* Consigne A
Recopiez fidèlement un passage du texte présenté sur Pierre Bourdieu. Commencez aux mots « Heyoka Zen littéraire » et arrêtez-vous après « lecture de loisir. ».
* Consigne B
Selon le texte présenté, avec quoi l'appropriation exclusive d'œuvres sans prix a-t-elle une analogie ?

* Texte présenté
Des concepts souvent liés aux classes sociales (moins valables aujourd'hui ?)
Citation :
« Paradoxalement, la précocité est un effet de l’ancienneté : la noblesse est la forme par excellence de la précocité puisqu’elle n’est autre chose que l’ancienneté que possèdent de naissance les descendants des vieilles familles […]. […] le capital culturel incorporé des générations antérieures fonctionne comme une sorte d’avance (au double sens d’avantage initial et de crédit ou d’escompte) qui, en lui assurant d’emblée l’exemple de la culture réalisée dans des modèles familiers, permet au nouveau venu de commencer dès l’origine, c’est-à-dire de la manière la plus inconsciente et la plus insensible, l’acquisition des éléments fondamentaux de la culture légitime –et de faire l’économie du travail de déculturation, de redressement et de correction qui est nécessaire pour corriger les effets des apprentissages impropres. »
Mais aussi des passages d'une grande modernité :
Citation :
« Alors que l’ancien système tendait à produire des identités sociales bien découpées, laissant peu de place à l’onirisme social, mais aussi confortables et sécurisantes dans le renoncement même qu’elles exigeaient sans concessions, l’espèce d’instabilité structurale de la représentation de l’identité sociale et des aspirations qui s’y trouvent légitimement incluses tend à renvoyer les agents, par un mouvement qui n’a rien de personnel, du terrain de la crise et de la critique sociales au terrain de la critique et de la crise personnelles. »
Une vision économique de l'acte culturel :
Citation :
« L’appropriation exclusive d’œuvres sans prix n’est pas sans analogie avec la destruction ostentatoire des richesses : l’exhibition irréprochable de la richesse qu’elle permet est inséparablement un défi lancé à tous ceux qui sont incapables de dissocier leur être de leur avoir, d’accéder au désintéressement, affirmation suprême de l’excellence de la personne. et comme en témoigne par exemple le privilège accordé à la culture littéraire et artistique sur la culture scientifique ou technique, les détenteurs exclusifs de ce que l’on appelle « une grande culture » ne font pas autrement lorsqu’ils jettent dans le potlatch des rencontres sociales le temps qu’ils ont dépensé sans souci du profit immédiat dans des exercices d’autant plus prestigieux qu’ils ont plus inutiles. »
Heyoka Zen littéraire
Messages : 5026 Inscription le : 16/02/2013 Age : 36 Localisation : Suède
Sujet: Re: Pierre Bourdieu [Sociologie] Jeu 28 Fév 2013 - 13:36
Tu as lu ce livre dans le cadre de tes études ou pour le plaisir ? J'ai des souvenirs de mes lectures de Pierre Bourdieu, c'était intéressant mais je ne le lirais clairement pas de mon propre chef. C'était vraiment pour enrichir mes connaissances universitaires, pas une lecture de loisir.

* Données fournies
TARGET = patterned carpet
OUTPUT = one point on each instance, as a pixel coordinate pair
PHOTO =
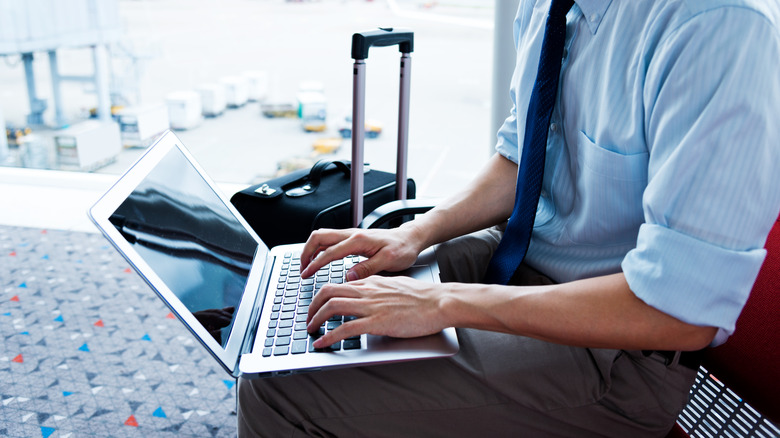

* Réponse A
Heyoka Zen littéraire
Messages : 5026 Inscription le : 16/02/2013 Age : 36 Localisation : Suède
Sujet: Re: Pierre Bourdieu [Sociologie] Jeu 28 Fév 2013 - 13:36
Tu as lu ce livre dans le cadre de tes études ou pour le plaisir ? J'ai des souvenirs de mes lectures de Pierre Bourdieu, c'était intéressant mais je ne le lirais clairement pas de mon propre chef. C'était vraiment pour enrichir mes connaissances universitaires, pas une lecture de loisir.

* Réponse B
Avec la destruction ostentatoire des richesses.